# Whats a good site for ds flashcarts?



## craftsygaming (Sep 28, 2016)

it HAS to accept paypal tho


----------



## Deleted-379826 (Sep 28, 2016)

nds-card.com GBATemp's official sponsor who also happens to have good prices


----------



## craftsygaming (Sep 28, 2016)

TheVinAnator said:


> nds-card.com GBATemp's official sponsor who also happens to have good prices


Paypal accepted? have some extra credit on there and want to use it


----------



## Deleted-379826 (Sep 28, 2016)

craftsygaming said:


> Paypal accepted? have some extra credit on there and want to use it


Only PayPal accepted


----------



## craftsygaming (Sep 28, 2016)

TheVinAnator said:


> Only PayPal accepted


Thanks for the superultrafastresponse. faster than the speed of light actually xD


----------



## Deleted-379826 (Sep 28, 2016)

craftsygaming said:


> Thanks for the superultrafastresponse. faster than the speed of light actually xD


No problem, anything to help out


----------



## Swiftloke (Sep 28, 2016)

*hijacks discussion* (sorry)
Does anyone know of a reputable retailer that sells a DSTT, and accepts Visa?


----------



## craftsygaming (Sep 28, 2016)

Swiftloke said:


> *hijacks discussion* (sorry)
> Does anyone know of a reputable retailer that sells a DSTT, and accepts Visa?

▸ **Required actions**:
[1] In the thread about DS flashcart sites:
(a) Which payment method does craftsygaming say a site has to accept?
(b) Which site is recommended as GBATemp's official sponsor?
(c) Which payment card does Swiftloke want a DSTT retailer to accept?
[2] Can you pick up the DS flashcart thread after its last quoted post and continue it?

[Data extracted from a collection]

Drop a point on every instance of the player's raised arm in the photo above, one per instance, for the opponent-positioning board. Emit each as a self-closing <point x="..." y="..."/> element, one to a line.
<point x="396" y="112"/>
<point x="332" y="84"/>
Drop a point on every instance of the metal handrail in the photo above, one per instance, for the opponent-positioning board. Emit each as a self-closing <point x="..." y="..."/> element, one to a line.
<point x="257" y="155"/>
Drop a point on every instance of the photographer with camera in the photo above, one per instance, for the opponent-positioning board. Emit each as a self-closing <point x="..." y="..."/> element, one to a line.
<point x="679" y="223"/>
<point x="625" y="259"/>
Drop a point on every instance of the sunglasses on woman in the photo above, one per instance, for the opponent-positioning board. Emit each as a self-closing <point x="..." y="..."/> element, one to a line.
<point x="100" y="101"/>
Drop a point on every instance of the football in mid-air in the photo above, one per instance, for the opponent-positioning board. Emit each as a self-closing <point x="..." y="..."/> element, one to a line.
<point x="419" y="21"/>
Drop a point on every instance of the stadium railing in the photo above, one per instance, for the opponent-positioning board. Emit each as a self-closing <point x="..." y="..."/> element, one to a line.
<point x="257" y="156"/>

==

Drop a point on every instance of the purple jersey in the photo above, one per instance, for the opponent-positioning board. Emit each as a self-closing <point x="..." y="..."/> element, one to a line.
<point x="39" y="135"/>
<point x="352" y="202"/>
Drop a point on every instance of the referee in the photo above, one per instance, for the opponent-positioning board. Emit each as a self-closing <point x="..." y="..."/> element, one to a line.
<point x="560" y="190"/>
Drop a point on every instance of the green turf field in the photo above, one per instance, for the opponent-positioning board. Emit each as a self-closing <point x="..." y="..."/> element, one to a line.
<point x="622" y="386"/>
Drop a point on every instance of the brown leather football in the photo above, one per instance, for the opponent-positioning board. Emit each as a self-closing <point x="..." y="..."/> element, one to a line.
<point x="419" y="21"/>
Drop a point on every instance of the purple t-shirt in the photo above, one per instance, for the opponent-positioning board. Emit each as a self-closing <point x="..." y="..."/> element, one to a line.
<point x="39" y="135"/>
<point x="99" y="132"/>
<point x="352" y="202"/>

▸ **Task answers**:
[1]
(a) PayPal
(b) nds-card.com
(c) Visa

[2]
i saw dstt on nds-card.com, paypal accepts visa


----------



## Deleted-379826 (Sep 28, 2016)

Yep what he said!


----------



## Swiftloke (Sep 28, 2016)

I'd rather not make a PayPal account. The reason why? I bought a Visa gift card just to put up with these shady guys. Sure, I could still make a PayPal account, but that'd be a lot of hassle over something I'd only use once anyway.


----------



## Deleted-379826 (Sep 28, 2016)

Swiftloke said:


> I'd rather not make a PayPal account. The reason why? I bought a Visa gift card just to put up with these shady guys. Sure, I could still make a PayPal account, but that'd be a lot of hassle over something I'd only use once anyway.


Eh not too much of a hassle


----------



## craftsygaming (Sep 28, 2016)

TheVinAnator said:


> Eh not too much of a hassle


quick question, how long does it take to ship?


----------



## Deleted-379826 (Sep 29, 2016)

craftsygaming said:


> quick question, how long does it take to ship?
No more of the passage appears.